Information provided —
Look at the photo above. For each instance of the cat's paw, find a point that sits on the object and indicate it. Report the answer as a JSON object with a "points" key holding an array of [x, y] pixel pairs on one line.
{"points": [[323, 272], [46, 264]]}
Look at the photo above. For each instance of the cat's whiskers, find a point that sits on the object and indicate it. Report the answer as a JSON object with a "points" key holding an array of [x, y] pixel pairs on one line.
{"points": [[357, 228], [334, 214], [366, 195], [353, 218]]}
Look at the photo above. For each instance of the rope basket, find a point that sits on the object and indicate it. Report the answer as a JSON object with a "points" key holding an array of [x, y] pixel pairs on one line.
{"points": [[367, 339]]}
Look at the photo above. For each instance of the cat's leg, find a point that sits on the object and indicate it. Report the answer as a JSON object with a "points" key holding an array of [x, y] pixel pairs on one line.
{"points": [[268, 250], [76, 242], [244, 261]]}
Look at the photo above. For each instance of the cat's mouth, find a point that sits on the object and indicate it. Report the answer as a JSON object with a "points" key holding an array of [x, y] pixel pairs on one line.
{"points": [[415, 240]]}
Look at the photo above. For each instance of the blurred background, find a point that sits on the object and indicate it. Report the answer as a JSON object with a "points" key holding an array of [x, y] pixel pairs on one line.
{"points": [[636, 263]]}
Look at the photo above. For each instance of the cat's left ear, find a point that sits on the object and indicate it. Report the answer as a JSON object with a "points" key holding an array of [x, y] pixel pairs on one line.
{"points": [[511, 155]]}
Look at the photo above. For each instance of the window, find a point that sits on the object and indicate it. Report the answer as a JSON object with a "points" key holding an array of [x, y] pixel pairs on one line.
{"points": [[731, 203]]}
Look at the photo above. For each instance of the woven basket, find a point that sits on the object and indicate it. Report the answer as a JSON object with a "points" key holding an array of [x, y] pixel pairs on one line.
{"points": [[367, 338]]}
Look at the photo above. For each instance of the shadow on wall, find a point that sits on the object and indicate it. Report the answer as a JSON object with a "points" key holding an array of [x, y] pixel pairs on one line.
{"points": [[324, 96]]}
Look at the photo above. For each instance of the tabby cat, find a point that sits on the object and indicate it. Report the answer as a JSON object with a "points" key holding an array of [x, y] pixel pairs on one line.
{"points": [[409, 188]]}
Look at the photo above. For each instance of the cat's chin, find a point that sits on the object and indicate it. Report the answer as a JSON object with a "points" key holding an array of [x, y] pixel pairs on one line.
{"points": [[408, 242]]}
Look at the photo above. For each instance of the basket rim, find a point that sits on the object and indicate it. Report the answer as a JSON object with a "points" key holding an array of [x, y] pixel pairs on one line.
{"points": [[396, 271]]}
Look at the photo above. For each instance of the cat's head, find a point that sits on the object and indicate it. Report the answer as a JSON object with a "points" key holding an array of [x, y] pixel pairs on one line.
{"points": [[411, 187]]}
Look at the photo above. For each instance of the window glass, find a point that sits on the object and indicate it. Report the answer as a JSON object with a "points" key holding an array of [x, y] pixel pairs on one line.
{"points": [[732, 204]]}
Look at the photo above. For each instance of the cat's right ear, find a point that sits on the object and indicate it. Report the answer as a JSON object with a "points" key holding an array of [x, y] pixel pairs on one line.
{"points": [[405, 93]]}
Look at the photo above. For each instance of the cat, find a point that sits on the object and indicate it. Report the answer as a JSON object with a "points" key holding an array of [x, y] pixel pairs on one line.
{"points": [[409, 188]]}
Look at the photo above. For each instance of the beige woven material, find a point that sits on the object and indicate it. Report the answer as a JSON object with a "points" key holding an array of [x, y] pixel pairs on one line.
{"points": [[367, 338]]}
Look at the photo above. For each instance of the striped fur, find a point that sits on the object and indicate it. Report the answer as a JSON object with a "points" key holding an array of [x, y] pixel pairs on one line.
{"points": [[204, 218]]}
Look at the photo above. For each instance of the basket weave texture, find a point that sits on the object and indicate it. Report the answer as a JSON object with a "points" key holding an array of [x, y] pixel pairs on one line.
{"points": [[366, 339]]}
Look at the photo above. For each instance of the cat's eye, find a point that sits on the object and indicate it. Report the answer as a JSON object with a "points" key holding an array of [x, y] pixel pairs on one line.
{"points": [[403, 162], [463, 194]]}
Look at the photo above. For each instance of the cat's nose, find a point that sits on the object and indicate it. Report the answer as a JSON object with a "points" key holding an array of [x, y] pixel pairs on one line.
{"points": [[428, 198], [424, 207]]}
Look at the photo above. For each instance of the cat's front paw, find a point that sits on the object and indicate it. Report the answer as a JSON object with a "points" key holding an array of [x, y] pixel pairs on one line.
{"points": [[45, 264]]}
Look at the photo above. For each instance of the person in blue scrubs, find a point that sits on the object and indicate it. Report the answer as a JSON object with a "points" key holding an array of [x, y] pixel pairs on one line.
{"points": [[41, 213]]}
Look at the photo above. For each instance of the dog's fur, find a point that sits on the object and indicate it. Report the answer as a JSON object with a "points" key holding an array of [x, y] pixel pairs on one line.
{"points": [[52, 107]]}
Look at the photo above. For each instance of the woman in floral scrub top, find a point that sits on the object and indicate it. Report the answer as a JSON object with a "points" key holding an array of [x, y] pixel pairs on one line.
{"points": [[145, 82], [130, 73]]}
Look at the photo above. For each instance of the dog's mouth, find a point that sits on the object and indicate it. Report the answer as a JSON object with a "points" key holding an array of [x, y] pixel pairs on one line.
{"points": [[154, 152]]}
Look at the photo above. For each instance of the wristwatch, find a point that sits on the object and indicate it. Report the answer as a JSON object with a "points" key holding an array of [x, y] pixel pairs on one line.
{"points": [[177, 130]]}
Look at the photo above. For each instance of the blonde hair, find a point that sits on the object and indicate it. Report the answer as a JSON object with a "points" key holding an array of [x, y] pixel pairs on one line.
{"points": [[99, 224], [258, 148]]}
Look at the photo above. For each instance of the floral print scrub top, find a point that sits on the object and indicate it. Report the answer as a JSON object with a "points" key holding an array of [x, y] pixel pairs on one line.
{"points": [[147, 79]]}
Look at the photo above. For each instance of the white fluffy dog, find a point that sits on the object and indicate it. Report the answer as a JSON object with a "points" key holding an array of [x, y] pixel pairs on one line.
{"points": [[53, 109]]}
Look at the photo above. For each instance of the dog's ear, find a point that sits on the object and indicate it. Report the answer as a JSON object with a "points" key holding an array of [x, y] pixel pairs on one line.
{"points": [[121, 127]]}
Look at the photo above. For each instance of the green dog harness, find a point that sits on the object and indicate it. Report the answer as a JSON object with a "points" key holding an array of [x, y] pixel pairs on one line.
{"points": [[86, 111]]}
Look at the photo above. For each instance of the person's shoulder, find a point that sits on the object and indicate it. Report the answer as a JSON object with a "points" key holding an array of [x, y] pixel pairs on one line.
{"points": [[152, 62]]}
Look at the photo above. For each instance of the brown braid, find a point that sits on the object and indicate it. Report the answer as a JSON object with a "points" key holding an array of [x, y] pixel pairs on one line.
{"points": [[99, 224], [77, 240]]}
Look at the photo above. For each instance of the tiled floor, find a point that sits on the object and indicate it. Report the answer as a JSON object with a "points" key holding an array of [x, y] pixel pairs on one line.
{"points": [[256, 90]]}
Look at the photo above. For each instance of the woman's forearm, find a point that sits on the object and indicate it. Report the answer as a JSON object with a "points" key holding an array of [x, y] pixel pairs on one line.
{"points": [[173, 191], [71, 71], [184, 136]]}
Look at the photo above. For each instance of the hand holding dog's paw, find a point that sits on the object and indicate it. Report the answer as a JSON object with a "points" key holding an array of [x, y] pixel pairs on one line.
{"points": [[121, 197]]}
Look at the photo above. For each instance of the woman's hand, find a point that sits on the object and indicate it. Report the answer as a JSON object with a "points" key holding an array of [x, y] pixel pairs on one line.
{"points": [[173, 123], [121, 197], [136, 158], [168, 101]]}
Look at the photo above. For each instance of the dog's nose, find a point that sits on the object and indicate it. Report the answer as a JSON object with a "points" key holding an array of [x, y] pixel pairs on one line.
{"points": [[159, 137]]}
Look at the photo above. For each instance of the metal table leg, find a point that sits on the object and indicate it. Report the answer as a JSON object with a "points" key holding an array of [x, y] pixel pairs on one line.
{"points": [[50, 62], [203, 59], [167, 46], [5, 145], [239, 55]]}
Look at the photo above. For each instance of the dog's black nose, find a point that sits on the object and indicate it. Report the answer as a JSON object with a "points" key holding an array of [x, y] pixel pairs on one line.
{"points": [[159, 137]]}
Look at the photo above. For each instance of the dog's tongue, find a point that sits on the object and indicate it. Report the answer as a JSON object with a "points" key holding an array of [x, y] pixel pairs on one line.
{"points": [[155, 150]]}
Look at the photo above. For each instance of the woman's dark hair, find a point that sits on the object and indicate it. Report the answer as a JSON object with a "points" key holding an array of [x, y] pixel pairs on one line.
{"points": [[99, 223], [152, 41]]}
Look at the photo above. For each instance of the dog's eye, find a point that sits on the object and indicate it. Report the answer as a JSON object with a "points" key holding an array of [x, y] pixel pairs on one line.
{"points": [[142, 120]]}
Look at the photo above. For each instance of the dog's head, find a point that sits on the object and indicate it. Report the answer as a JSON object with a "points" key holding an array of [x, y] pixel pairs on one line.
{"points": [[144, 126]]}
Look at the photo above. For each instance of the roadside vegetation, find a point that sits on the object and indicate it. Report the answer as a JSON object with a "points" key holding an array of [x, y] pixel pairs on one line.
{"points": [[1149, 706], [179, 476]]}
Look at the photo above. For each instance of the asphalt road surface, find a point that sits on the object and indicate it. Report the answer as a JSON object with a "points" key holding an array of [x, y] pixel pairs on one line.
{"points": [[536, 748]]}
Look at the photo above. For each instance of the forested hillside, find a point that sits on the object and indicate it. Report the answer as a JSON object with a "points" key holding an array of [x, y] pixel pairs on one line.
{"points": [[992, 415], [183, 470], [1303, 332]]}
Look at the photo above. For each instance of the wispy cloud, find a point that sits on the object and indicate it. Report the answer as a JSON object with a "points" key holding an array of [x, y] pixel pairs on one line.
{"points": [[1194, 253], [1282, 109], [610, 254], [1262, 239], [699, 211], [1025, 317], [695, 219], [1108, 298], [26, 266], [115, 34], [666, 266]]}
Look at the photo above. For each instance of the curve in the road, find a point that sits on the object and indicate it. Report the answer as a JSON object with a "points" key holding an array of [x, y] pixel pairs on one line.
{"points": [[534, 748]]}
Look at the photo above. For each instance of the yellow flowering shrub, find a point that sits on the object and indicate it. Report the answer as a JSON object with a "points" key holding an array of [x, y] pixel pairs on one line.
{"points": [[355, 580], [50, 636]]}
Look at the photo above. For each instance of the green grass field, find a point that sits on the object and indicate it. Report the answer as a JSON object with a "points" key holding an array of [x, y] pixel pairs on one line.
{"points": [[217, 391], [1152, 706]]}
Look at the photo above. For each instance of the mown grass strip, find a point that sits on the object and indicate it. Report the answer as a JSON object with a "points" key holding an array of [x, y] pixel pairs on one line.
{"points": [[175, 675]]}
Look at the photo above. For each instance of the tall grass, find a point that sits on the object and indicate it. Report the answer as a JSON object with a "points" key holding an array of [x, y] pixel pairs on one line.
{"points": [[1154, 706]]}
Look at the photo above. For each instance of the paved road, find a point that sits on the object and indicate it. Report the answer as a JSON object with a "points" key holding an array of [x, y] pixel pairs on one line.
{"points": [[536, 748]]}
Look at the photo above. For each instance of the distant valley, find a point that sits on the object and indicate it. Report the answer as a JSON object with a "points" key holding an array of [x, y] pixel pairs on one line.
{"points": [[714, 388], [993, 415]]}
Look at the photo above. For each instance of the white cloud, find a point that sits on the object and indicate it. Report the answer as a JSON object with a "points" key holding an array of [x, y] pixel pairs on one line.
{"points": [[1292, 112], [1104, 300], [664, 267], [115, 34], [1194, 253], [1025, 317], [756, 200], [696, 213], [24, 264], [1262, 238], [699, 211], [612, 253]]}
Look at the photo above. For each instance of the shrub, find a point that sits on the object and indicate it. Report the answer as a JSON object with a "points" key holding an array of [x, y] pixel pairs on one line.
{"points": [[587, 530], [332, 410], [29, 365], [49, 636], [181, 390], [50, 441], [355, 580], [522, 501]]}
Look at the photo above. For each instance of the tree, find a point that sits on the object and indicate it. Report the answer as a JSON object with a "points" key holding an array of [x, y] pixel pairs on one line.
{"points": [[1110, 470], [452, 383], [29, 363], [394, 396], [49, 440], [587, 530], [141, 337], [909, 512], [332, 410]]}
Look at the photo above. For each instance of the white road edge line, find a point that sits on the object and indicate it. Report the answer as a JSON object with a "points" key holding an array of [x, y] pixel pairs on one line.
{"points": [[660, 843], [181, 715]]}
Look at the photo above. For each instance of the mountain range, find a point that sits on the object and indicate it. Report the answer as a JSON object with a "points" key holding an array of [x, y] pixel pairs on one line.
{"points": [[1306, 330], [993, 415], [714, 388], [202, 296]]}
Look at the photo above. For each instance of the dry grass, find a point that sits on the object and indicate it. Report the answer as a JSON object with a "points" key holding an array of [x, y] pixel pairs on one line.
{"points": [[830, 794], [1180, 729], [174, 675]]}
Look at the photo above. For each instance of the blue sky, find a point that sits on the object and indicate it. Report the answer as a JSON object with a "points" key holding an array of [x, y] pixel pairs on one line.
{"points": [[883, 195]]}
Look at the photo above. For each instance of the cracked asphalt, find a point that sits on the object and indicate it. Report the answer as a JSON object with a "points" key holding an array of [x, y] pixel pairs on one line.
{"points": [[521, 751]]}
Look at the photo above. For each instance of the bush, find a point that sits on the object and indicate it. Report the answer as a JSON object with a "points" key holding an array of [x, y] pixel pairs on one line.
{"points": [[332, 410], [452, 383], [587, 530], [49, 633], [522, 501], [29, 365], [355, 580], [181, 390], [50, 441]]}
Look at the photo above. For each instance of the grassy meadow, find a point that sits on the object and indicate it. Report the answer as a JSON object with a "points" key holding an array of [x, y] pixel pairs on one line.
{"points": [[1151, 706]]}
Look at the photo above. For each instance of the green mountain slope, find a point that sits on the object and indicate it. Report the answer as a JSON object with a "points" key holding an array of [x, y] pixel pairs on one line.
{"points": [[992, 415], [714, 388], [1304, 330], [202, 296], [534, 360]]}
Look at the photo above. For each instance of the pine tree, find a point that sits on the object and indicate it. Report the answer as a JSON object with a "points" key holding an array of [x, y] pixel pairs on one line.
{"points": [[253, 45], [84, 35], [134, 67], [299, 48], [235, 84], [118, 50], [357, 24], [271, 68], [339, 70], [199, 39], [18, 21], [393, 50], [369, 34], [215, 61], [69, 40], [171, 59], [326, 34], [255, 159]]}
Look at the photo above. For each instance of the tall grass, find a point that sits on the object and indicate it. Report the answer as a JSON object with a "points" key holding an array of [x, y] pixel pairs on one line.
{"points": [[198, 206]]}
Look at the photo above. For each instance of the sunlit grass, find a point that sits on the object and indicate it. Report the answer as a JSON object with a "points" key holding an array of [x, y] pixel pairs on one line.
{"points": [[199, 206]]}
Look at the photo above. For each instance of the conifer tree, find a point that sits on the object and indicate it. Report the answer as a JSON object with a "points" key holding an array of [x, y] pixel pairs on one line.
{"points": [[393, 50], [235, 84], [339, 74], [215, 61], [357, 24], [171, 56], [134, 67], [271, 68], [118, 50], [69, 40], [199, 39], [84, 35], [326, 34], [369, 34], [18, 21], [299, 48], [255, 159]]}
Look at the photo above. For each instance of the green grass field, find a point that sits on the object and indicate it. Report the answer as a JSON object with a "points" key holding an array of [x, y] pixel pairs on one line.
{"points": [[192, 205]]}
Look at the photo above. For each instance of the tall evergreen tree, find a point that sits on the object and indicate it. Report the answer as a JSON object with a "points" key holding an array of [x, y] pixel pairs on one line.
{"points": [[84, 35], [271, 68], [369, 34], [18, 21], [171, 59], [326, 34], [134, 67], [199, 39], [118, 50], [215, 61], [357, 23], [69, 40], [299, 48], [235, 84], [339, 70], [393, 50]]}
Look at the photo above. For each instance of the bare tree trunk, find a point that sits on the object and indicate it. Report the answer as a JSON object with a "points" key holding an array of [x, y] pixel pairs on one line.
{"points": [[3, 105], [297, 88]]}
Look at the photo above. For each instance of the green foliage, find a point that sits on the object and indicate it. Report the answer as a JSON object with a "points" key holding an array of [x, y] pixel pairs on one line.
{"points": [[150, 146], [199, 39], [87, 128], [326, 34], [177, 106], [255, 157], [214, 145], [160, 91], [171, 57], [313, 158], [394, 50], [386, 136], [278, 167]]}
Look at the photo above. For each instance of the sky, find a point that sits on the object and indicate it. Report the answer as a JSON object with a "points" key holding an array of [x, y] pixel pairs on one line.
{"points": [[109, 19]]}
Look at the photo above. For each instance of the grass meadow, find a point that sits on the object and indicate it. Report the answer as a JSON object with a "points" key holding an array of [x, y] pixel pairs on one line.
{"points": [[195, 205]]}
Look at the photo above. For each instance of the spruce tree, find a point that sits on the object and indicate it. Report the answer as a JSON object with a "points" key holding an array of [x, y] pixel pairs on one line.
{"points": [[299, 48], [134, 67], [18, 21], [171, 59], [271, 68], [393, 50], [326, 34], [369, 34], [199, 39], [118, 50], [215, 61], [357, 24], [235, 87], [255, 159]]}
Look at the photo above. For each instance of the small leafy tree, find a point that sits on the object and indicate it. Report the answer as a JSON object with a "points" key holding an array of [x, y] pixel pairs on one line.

Brief —
With the line containing "green foliage, find" as the first and the last line of the records as the final one, print exactly the lines in that span.

Output below —
Look at the photo above. For each instance of the green foliage, find a point that sits on the object and indicate it. Report the answer as a JSON object with a "points" key holding an array of [x, y] pixel pairs on one line.
{"points": [[150, 146], [199, 39], [87, 128], [326, 34], [177, 106], [255, 157], [214, 145], [160, 91], [171, 57], [313, 158], [394, 50], [386, 136], [278, 167]]}
Look at the photo above. For each instance of the sky, find a point that sits on the object and indicate it. Report the answer as a JSON object with a "points" key holding an array of [x, y] pixel pairs on one line.
{"points": [[109, 19]]}
Look at the photo above. For each instance of the grass meadow, find a point that sits on the object and indicate it. Report the answer as a JSON object with a "points" key holding an array of [x, y] pixel pairs on one line.
{"points": [[195, 205]]}
Look at the photo above. For each instance of the spruce tree, find a point that sits on the object and indicate it. Report the answer as a JSON object with a "points" key holding an array of [x, y] pixel pairs on one line.
{"points": [[299, 48], [134, 67], [18, 21], [171, 59], [271, 68], [393, 50], [326, 34], [369, 34], [199, 39], [118, 50], [215, 61], [357, 24], [235, 87], [255, 159]]}
Look at the photo above. For each instance of the small leafy tree, find a point that sits on the object and indicate it. Report the answer as a JSON object with a "points" key holding an array of [x, y] pixel pairs on one line.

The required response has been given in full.